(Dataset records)
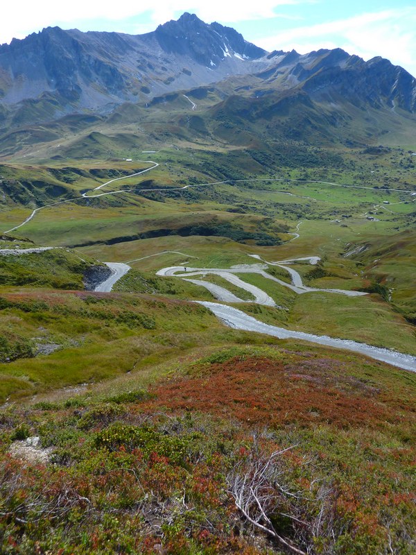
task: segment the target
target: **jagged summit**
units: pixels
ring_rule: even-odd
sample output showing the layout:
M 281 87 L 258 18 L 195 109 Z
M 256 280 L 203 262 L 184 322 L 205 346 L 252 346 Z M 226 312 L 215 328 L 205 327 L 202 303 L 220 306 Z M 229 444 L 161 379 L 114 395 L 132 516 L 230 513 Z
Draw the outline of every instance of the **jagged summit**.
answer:
M 155 33 L 165 51 L 189 55 L 209 67 L 217 66 L 227 56 L 256 60 L 267 53 L 231 27 L 216 22 L 204 23 L 195 14 L 188 12 L 177 21 L 159 25 Z
M 0 46 L 0 132 L 68 114 L 106 117 L 126 102 L 146 107 L 214 84 L 221 99 L 281 93 L 286 103 L 292 97 L 331 110 L 349 103 L 416 112 L 416 80 L 388 60 L 365 62 L 342 49 L 268 53 L 235 29 L 185 12 L 145 35 L 55 26 Z

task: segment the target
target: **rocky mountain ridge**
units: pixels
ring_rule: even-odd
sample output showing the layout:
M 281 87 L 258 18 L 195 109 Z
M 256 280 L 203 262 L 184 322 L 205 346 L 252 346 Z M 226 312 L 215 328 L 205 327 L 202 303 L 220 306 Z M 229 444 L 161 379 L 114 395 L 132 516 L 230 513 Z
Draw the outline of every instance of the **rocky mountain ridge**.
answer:
M 363 136 L 376 135 L 392 117 L 413 125 L 416 112 L 416 80 L 388 60 L 365 62 L 340 49 L 268 53 L 234 29 L 184 13 L 141 35 L 53 27 L 1 46 L 0 150 L 53 140 L 60 132 L 51 122 L 62 119 L 71 133 L 115 121 L 123 105 L 137 107 L 130 117 L 139 121 L 140 110 L 182 95 L 208 98 L 207 87 L 215 88 L 203 105 L 208 120 L 223 115 L 224 103 L 236 114 L 234 126 L 290 113 L 293 138 L 302 136 L 300 126 L 324 130 L 354 119 L 371 120 Z

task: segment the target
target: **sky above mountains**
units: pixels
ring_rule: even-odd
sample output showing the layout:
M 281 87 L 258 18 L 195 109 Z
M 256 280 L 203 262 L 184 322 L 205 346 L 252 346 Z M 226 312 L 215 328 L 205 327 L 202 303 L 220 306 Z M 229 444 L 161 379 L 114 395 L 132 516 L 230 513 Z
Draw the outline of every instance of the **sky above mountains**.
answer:
M 58 25 L 80 31 L 141 34 L 177 19 L 184 11 L 207 23 L 234 27 L 266 50 L 304 53 L 340 47 L 365 60 L 387 58 L 416 76 L 414 0 L 23 0 L 9 3 L 0 20 L 0 43 Z

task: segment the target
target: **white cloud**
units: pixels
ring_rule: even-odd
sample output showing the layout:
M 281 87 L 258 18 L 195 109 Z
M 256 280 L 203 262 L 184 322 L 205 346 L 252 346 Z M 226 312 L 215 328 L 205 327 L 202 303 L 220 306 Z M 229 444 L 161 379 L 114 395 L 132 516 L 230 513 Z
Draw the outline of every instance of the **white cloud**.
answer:
M 140 29 L 152 31 L 161 23 L 176 19 L 182 12 L 196 13 L 211 22 L 239 22 L 275 17 L 275 9 L 281 6 L 295 5 L 313 0 L 261 0 L 261 2 L 241 1 L 238 6 L 223 0 L 157 0 L 139 1 L 123 0 L 110 2 L 105 0 L 71 0 L 68 4 L 57 0 L 23 0 L 15 5 L 10 3 L 0 19 L 0 44 L 9 42 L 13 37 L 24 38 L 34 31 L 49 26 L 64 28 L 85 28 L 89 22 L 94 30 L 94 21 L 122 22 L 142 16 Z M 127 22 L 128 23 L 128 22 Z M 121 26 L 119 26 L 121 27 Z
M 416 8 L 384 10 L 291 28 L 257 44 L 267 50 L 295 49 L 300 53 L 340 47 L 365 60 L 387 58 L 416 76 Z

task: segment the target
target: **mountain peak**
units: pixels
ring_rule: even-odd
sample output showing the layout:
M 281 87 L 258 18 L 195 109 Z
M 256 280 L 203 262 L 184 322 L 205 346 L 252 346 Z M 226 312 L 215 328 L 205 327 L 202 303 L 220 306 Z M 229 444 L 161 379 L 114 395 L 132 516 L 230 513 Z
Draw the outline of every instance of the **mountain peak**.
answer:
M 227 58 L 240 60 L 255 60 L 266 53 L 263 49 L 245 41 L 231 27 L 219 23 L 207 24 L 188 12 L 177 20 L 159 25 L 156 38 L 166 52 L 189 56 L 207 67 L 218 67 Z

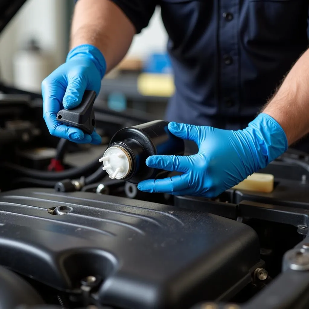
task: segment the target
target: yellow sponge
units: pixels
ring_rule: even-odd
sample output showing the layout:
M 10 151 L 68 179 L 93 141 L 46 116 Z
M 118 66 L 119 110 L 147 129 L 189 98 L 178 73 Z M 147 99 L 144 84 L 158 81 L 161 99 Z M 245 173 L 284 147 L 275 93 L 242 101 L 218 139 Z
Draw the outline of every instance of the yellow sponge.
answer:
M 269 193 L 273 190 L 273 175 L 254 173 L 232 188 Z
M 145 96 L 168 97 L 175 91 L 173 76 L 167 74 L 142 73 L 138 78 L 137 87 Z

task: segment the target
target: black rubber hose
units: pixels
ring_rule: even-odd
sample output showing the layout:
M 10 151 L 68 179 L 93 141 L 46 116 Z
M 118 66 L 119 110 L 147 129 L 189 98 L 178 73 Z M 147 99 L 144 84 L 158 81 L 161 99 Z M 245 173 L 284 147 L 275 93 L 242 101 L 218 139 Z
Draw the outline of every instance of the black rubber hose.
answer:
M 27 177 L 21 177 L 13 180 L 11 182 L 12 184 L 22 184 L 25 185 L 30 185 L 44 188 L 53 188 L 55 186 L 57 181 L 49 181 L 48 180 L 40 180 Z
M 69 141 L 65 138 L 61 138 L 57 145 L 56 153 L 55 159 L 62 163 L 64 155 L 69 144 Z
M 285 162 L 287 163 L 295 164 L 296 165 L 301 167 L 303 167 L 304 169 L 309 173 L 309 164 L 306 162 L 304 162 L 303 161 L 301 161 L 297 159 L 292 159 L 292 158 L 286 158 L 283 156 L 282 156 L 281 157 L 281 159 L 283 162 Z
M 100 167 L 93 174 L 90 175 L 85 179 L 85 184 L 91 184 L 99 181 L 104 178 L 107 173 L 105 171 L 102 169 Z
M 100 156 L 100 158 L 101 156 Z M 74 179 L 79 178 L 82 176 L 89 175 L 101 165 L 101 163 L 99 162 L 99 158 L 98 158 L 83 166 L 73 167 L 60 172 L 37 171 L 7 162 L 0 164 L 0 167 L 3 169 L 13 171 L 18 174 L 31 178 L 43 180 L 58 181 L 68 178 Z

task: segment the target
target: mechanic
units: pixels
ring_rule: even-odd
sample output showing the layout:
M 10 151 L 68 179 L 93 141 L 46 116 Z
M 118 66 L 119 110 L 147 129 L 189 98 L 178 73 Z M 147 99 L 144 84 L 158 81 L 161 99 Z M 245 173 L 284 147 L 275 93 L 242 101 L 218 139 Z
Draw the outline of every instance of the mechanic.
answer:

## Your objective
Copy every line of the data word for word, omitting the images.

## Result below
task: segment the target
target: **jagged summit**
units: pixels
ring_rule: even-odd
sample output showing the layout:
M 281 87 L 258 18 L 195 109 Z
M 256 280 L 203 262 L 184 322 L 205 346 L 252 346 Z M 226 312 L 215 328 L 205 327 L 202 303 L 220 306 Z M 229 444 L 161 379 L 114 395 L 132 516 L 230 513 Z
Draw the outline of every instance of the **jagged summit**.
answer:
M 155 33 L 165 51 L 189 55 L 209 67 L 217 66 L 227 56 L 256 60 L 267 53 L 231 27 L 216 22 L 204 23 L 195 14 L 188 12 L 177 21 L 159 25 Z
M 0 46 L 0 132 L 68 114 L 106 117 L 126 102 L 146 107 L 214 84 L 221 99 L 281 93 L 286 103 L 292 97 L 331 110 L 349 103 L 416 112 L 416 80 L 388 60 L 365 62 L 342 49 L 268 53 L 235 29 L 185 12 L 145 35 L 55 26 Z

task: segment the target
target: **rocky mountain ridge**
units: pixels
ring_rule: even-odd
sample output showing the layout:
M 281 87 L 258 18 L 195 109 Z
M 256 280 L 203 262 L 184 322 L 205 346 L 252 346 Z M 226 312 L 215 328 L 205 327 L 202 303 L 220 306 Z M 229 444 L 161 379 L 114 395 L 132 516 L 230 513 Z
Draw the outline of every instance of the **rocky mountain ridge**.
answer:
M 363 136 L 376 135 L 392 117 L 413 125 L 416 112 L 416 80 L 388 60 L 365 62 L 340 49 L 268 53 L 234 29 L 184 13 L 141 35 L 53 27 L 1 46 L 0 150 L 53 140 L 60 132 L 51 122 L 62 119 L 71 133 L 115 121 L 123 105 L 137 107 L 130 117 L 139 121 L 140 110 L 182 95 L 208 98 L 207 87 L 215 88 L 203 105 L 208 120 L 223 115 L 224 103 L 236 114 L 234 126 L 290 113 L 293 138 L 302 136 L 300 126 L 324 130 L 354 119 L 371 120 Z

task: segment the target
target: **sky above mountains**
units: pixels
ring_rule: even-odd
sample output showing the layout:
M 281 87 L 258 18 L 195 109 Z
M 256 280 L 203 262 L 184 322 L 205 346 L 252 346 Z M 226 312 L 215 328 L 205 327 L 202 303 L 220 306 Z M 229 444 L 161 379 L 114 395 L 132 516 L 230 513 Z
Draw the outline of every instance of the **sky above mountains**.
answer:
M 58 25 L 80 31 L 141 34 L 177 19 L 184 11 L 207 23 L 234 27 L 266 50 L 304 53 L 340 47 L 365 60 L 387 58 L 416 76 L 414 0 L 23 0 L 9 3 L 0 20 L 0 43 Z

task: segment the target
target: **white cloud**
units: pixels
ring_rule: even-odd
sample output showing the layout:
M 281 87 L 258 18 L 195 109 Z
M 256 280 L 203 262 L 184 322 L 205 346 L 252 346 Z M 226 312 L 215 328 L 205 327 L 202 303 L 220 306 Z M 229 444 L 161 379 L 114 395 L 132 516 L 230 513 Z
Draw the outline of every instance of the **white cloud**.
answer:
M 140 29 L 152 31 L 161 23 L 176 19 L 182 12 L 196 13 L 211 22 L 239 22 L 275 17 L 275 9 L 281 6 L 295 5 L 313 0 L 261 0 L 261 2 L 241 1 L 238 6 L 223 0 L 157 0 L 139 1 L 123 0 L 110 2 L 105 0 L 71 0 L 68 4 L 57 0 L 23 0 L 15 5 L 10 3 L 0 19 L 0 44 L 9 42 L 13 37 L 24 38 L 34 31 L 49 26 L 64 28 L 85 28 L 89 22 L 94 30 L 94 21 L 122 22 L 142 16 Z M 127 22 L 128 23 L 128 22 Z M 121 26 L 119 26 L 121 27 Z
M 416 8 L 384 10 L 291 28 L 257 44 L 267 50 L 295 49 L 300 53 L 340 47 L 365 60 L 387 58 L 416 76 Z

task: segment the target
target: **mountain peak**
units: pixels
ring_rule: even-odd
sample output showing the layout:
M 281 87 L 258 18 L 195 109 Z
M 256 280 L 203 262 L 184 322 L 205 346 L 252 346 Z M 226 312 L 215 328 L 205 327 L 202 303 L 220 306 Z M 229 444 L 161 379 L 114 395 L 132 516 L 230 513 Z
Draw the outline of every instance of the **mountain peak**.
answer:
M 227 58 L 240 60 L 255 60 L 266 53 L 263 49 L 245 41 L 231 27 L 219 23 L 207 24 L 188 12 L 177 20 L 159 25 L 156 38 L 166 52 L 189 56 L 207 67 L 218 67 Z

task: segment the target
target: yellow sponge
units: pixels
ring_rule: even-odd
sample output showing the layout:
M 10 151 L 68 179 L 93 141 L 46 116 Z
M 118 66 L 119 110 L 147 129 L 189 98 L 178 73 Z M 147 99 L 144 84 L 158 81 L 161 99 Z M 245 173 L 284 147 L 275 93 L 242 101 L 218 139 Z
Draw the outline of every instance of the yellow sponge.
answer:
M 269 193 L 273 190 L 273 175 L 254 173 L 232 188 Z
M 145 96 L 168 97 L 175 91 L 173 76 L 167 74 L 142 73 L 138 78 L 137 87 Z

task: segment the target
target: black rubber hose
units: pixels
ring_rule: even-odd
sample output showing the layout:
M 10 151 L 68 179 L 93 141 L 46 116 Z
M 118 66 L 119 110 L 147 129 L 189 98 L 178 73 Z M 147 99 L 144 84 L 158 81 L 161 99 Z M 245 173 L 284 147 L 275 93 L 242 101 L 218 139 Z
Draw the outline of every instance of the black rubber hose.
answer:
M 27 177 L 21 177 L 13 180 L 11 182 L 12 184 L 22 184 L 25 185 L 30 185 L 44 188 L 53 188 L 55 186 L 57 181 L 49 181 L 48 180 L 40 180 Z
M 69 141 L 65 138 L 61 138 L 57 145 L 56 153 L 55 159 L 62 163 L 64 155 L 69 144 Z
M 285 162 L 287 163 L 295 164 L 296 165 L 301 167 L 303 167 L 304 169 L 309 173 L 309 164 L 306 162 L 304 162 L 303 161 L 301 161 L 297 159 L 292 159 L 292 158 L 286 158 L 283 156 L 282 156 L 281 157 L 281 159 L 283 162 Z
M 100 167 L 93 174 L 90 175 L 85 179 L 85 184 L 91 184 L 99 181 L 104 178 L 107 173 L 105 171 L 102 169 Z
M 100 156 L 100 158 L 101 156 Z M 74 179 L 79 178 L 82 176 L 89 175 L 101 165 L 101 163 L 99 162 L 99 158 L 98 158 L 83 166 L 73 167 L 60 172 L 37 171 L 7 162 L 0 164 L 0 167 L 3 169 L 13 171 L 18 174 L 31 178 L 43 180 L 58 181 L 68 178 Z

task: segment the target
target: mechanic
units: pixels
ring_rule: even-odd
sample output showing the layout:
M 10 151 L 68 179 L 93 141 L 46 116 Z
M 118 66 L 119 110 L 147 129 L 189 98 L 178 73 Z M 147 99 L 144 84 L 158 81 L 161 99 Z M 245 173 L 284 147 L 275 93 L 242 101 L 218 139 Z
Draw the outline of every instance of the mechanic.
answer:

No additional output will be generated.